ТЕКСТ ДЛЯ ЧТЕНИЯ —
Илларион Молотов давал газеты другим ученикам или просто рассказывал, о чем в них сегодня пишется, а то — чаще всего на большой перемене — читал газету всем желающим вслух, устроившись в каком-либо укромном уголке. И не только читал, но и комментировал прочитанное: почти всегда выходило так, что знал он всегда больше того, что содержалось в сегодняшних номерах газет.
Вот от Молотова я, как и многие другие, узнавал обо всем том, что и где происходит или происходило совсем недавно: и о переходе власти в руки рабочих и крестьян, о первых декретах Советской власти, о таких, как Декрет о мире, Декрет о земле…
Конечно, многого я еще не понимал тогда, во многом разбирался слабо. Но то главное, что пришло вместе с Октябрьской революцией, я воспринял как нечто самое справедливое и радостное: власть перешла в руки рабочих и крестьян! Это так хорошо, так здорово, что лучше и придумать нельзя.
Ну а что касается самой гимназии, то в ее стенах, кажется, ничего не изменилось. Все пока оставалось по-старому, таким, как было до революции.
Впрочем, через несколько дней после Октябрьского переворота я вынужден был покинуть гимназию и уехал в Глотовку.
Вернулся я в Ельню только через год: меня пригласили тогда на работу. Но об этом речь пойдет несколько позже.
Главной причиной моего неожиданного даже для меня самого ухода из гимназии было, пожалуй, то бедственное положение, в котором очутилась моя семья.
Год выдался такой неурожайный, что еще и зима не наступила, а хлеб был уже съеден весь до последней крохи. Не уродилась и картошка, которая в известной степени могла заменить хлеб. Короче, создалось такое положение, о котором можно было сказать в буквальном смысле слова: хоть ложись и помирай…
Раньше, до войны, хлеб обычно прикупали у павлиновских торговцев, которые получали его из южных губерний. А теперь где прикупишь, если война довела нашу страну до полной разрухи и миллионам людей угрожал самый настоящий голод.

ЗАДАНИЯ —
1) Определите, согласуются ли с текстом для чтения утверждения (а), (б) и (в). Ответьте на каждое «да» или «нет» и дословно приведите решающие слова текста: (а) Молотов читал газету вслух чаще всего на большой перемене; (б) после Октябрьской революции в гимназии многое сразу изменилось; (в) картошка в тот год уродилась хорошо.
2) Перепишите из текста для чтения дословно фрагмент, начиная со слов "Год выдался такой" и заканчивая словами "самый настоящий голод." включительно.

ЗАПИСАННЫЕ ДАННЫЕ —
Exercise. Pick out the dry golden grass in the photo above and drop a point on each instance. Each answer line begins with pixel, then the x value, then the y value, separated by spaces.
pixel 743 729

ОТВЕТЫ НИЖЕ —
1)
(а) Да: «чаще всего на большой перемене — читал газету всем желающим вслух».
(б) Нет: «в ее стенах, кажется, ничего не изменилось».
(в) Нет: «Не уродилась и картошка».

2)
Год выдался такой неурожайный, что еще и зима не наступила, а хлеб был уже съеден весь до последней крохи. Не уродилась и картошка, которая в известной степени могла заменить хлеб. Короче, создалось такое положение, о котором можно было сказать в буквальном смысле слова: хоть ложись и помирай…
Раньше, до войны, хлеб обычно прикупали у павлиновских торговцев, которые получали его из южных губерний. А теперь где прикупишь, если война довела нашу страну до полной разрухи и миллионам людей угрожал самый настоящий голод.